___ Extracted information ___

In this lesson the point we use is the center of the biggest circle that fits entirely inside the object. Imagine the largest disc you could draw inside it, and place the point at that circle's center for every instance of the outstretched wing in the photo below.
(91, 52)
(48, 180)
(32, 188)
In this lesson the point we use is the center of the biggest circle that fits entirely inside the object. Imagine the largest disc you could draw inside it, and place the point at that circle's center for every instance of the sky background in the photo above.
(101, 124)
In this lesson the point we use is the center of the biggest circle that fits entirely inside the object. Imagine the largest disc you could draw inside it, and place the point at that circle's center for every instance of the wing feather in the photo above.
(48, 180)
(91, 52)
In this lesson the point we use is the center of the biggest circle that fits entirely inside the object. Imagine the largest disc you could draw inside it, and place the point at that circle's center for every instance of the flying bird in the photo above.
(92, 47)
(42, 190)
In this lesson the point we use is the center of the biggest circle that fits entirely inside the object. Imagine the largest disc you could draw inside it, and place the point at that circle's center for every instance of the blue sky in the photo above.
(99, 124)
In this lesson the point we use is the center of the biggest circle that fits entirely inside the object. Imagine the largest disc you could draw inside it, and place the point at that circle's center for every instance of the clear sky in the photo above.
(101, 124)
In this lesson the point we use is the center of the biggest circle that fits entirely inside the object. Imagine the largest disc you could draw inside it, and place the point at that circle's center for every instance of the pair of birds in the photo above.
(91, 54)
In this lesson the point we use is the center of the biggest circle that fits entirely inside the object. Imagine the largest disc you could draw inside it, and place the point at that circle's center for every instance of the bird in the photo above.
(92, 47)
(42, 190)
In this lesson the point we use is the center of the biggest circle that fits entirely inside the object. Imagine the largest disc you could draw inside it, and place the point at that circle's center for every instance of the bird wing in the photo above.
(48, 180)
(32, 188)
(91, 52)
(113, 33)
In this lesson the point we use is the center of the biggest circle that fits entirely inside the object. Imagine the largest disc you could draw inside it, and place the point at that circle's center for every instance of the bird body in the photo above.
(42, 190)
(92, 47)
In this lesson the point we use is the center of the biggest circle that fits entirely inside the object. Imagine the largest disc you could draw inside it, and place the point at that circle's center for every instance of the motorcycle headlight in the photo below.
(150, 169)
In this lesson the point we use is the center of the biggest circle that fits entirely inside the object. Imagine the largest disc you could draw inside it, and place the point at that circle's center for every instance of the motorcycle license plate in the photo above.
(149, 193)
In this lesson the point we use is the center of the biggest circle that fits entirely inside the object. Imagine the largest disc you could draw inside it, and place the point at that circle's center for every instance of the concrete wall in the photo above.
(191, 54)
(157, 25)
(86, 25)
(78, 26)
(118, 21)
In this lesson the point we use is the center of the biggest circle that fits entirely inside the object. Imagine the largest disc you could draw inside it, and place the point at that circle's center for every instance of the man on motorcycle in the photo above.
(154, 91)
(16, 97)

___

### Exercise objective
What is needed is an exact retyping of every line from the one containing "motorcycle in the photo above." through the final line of the entries, and only those lines.

### Written answer
In this lesson the point we use is the center of the biggest circle that fits entirely inside the object. Imagine the largest disc you could draw inside it, and place the point at that circle's center for every instance of the man on motorcycle in the photo above.
(154, 91)
(16, 97)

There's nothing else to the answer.